**WHAT THE EXERCISE ASKS:**
Starting with the first line of the rows and going on through the line with "200 L 0 200", reproduce only those lines. Keep the requests unchanged, and scale every coordinate in the path answers by 2, rounding to whole numbers with halves going up.

**DATASET RECORDS:**
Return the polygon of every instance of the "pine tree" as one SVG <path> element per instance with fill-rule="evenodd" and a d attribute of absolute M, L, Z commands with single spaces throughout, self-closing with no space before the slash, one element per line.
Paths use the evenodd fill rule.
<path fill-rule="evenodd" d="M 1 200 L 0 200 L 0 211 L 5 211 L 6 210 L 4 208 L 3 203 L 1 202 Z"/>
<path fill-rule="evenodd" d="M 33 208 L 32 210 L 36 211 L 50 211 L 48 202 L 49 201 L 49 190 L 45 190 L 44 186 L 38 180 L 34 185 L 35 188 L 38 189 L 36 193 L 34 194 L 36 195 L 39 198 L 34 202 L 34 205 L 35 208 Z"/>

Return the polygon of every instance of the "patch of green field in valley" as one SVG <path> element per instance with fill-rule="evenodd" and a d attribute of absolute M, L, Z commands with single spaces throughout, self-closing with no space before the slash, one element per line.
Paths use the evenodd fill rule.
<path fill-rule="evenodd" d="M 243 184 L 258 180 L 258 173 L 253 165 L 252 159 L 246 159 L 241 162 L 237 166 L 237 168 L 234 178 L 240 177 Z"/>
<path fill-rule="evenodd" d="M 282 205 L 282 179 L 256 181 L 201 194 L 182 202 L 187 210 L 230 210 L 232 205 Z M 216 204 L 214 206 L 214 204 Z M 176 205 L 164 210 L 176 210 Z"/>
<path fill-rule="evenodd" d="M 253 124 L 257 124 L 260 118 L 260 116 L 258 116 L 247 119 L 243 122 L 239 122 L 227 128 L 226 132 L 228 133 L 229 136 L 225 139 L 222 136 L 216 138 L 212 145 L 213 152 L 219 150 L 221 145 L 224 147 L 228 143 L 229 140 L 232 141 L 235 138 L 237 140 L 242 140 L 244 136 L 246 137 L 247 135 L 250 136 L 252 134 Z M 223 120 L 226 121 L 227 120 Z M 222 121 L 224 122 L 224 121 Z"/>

**RESPONSE TO THIS TASK:**
Return the polygon of every instance of the "pine tree" as one SVG <path> element per instance with fill-rule="evenodd" and a d attribute of absolute M, L, Z commands with single spaces throughout, self-closing with no space before the slash, one element per line.
Paths use the evenodd fill rule.
<path fill-rule="evenodd" d="M 2 400 L 0 400 L 0 422 L 10 422 L 12 420 L 8 416 L 6 406 L 2 404 Z"/>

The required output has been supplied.